● Written problem 1: Locate every line in the records that contains the word "element" and copy each of those lines out. Case counts.

● Selection:
— Begin —

Tuesday 23 October 2018

Some "Hamlet" Obviousnesses





:1:

In the first book of Homer's Iliad, Agamemnon, the Greek king and military leader, takes away the prize of one of his warriors, Achilles. The prize is a beautiful slave-girl called Briseis, and Agamemnon takes her because he has lost his own prize (another slave girl) and doesn't see why he should do without; but he also does it publicly to mortify Achilles, the army's greatest warrior, whom he thinks has been getting above himself: ‘as Phoebus Apollo takes from me the daughter of Chryses,’ Agamemnon tells Achilles, with the whole army watching, ‘I will myself come to your tent and take the fair-cheeked Briseis, your prize, so that you will understand how much mightier I am than you’. This infuriates Achilles, who draws his sword and rushes at the king to kill him. Then this happens:
Athene came from heaven. She stood behind him, and seized the son of Peleus by his fair hair, appearing to him alone. No one of the others saw her. Achilles was seized with wonder, and turned around, and immediately recognized Pallas Athene. Terribly her eyes shone. [Iliad, 1:194-200]
There are two ways in which we might want to read this moment. On the one hand we could take it in terms of its in-text logic: in the Iliad gods and goddesses mingle promiscuously with mortal men and women, and this is just one more example of that. If Achilles hacks down Agamemnon in sight of the entire army, the repurcussions would be severe. Achilles would probably die. Athene, who loves Achilles, doesn't want to see that happen and so she intervenes. But there's an ‘on the other hand’ too, and it's this: Athene appearing and seizing Achilles' hair to pull him back from assaulting Agamemnon is how this poem represents Achilles changing his mind. His first instinct is revenge, but then he has second thoughts. In Homer, and indeed throughout Ancient Greek literature, mental processes of this sort, and which we tend nowadays to think of as interior dynamics, things that happen on the inside of our heads rather than out in the world, are consistently exteriorised. Instead of saying ‘Achilles drew his sword to kill Agamemnon, but then he thought better of it’ it came naturally to Homer to say: a goddess (that only Achilles could see) descended and grabbed him by his hair.

— End —

● Rows:
— Begin —

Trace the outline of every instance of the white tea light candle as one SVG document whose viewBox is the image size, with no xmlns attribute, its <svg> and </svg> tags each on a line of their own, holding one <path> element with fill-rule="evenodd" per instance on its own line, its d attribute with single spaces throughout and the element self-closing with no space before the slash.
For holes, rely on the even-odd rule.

— End —
— Begin —

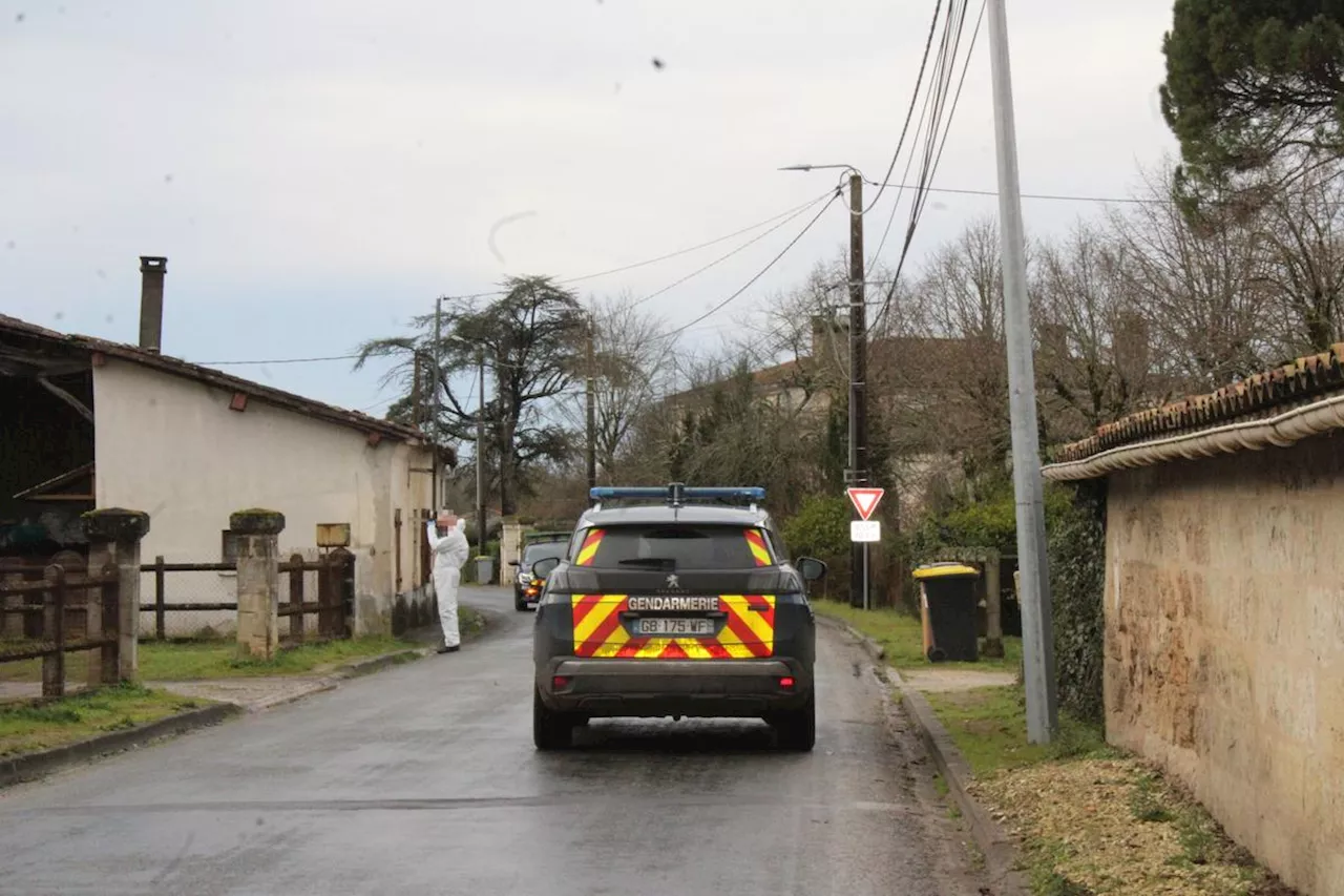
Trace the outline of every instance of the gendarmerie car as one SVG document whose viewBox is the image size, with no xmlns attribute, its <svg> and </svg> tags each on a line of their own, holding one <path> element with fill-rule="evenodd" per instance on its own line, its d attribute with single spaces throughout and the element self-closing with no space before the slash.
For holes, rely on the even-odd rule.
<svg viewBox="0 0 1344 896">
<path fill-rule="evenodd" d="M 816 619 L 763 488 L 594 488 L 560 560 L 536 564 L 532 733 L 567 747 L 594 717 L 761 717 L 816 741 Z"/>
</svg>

— End —

● Written problem 2: Please resume the essay on Achilles and Athene, picking up right after its last sentence.

● Written response 1:
Trace the outline of every instance of the white tea light candle as one SVG document whose viewBox is the image size, with no xmlns attribute, its <svg> and </svg> tags each on a line of their own, holding one <path> element with fill-rule="evenodd" per instance on its own line, its d attribute with single spaces throughout and the element self-closing with no space before the slash.
Trace the outline of every instance of the gendarmerie car as one SVG document whose viewBox is the image size, with no xmlns attribute, its <svg> and </svg> tags each on a line of their own, holding one <path> element with fill-rule="evenodd" per instance on its own line, its d attribute with single spaces throughout and the element self-closing with no space before the slash.

● Written response 2:
This speaks, we might think, to a larger logic. It has, for instance, to do with the shift from a shame to a guilt culture, from a world in which what torments us is out-there to one in which that which torments us is inside us. Were we ever (god forbid!) to kill our own mother, we would surely feel desperately guilty; but when Aeschylus' Orestes kills his own mother (to avenge the father she had in her turn murdered) he does not interiorize his guilt. Instead he is actually pursued across Greece by a troop of supernatural entities called Erinyes, or Furies. The Erinyes are both actual agents in the world of the Oresteia, and symbolic representation of the process of guilt and regret. We don't have to prioritize one over the other; it's fine to treat them as both at the same time.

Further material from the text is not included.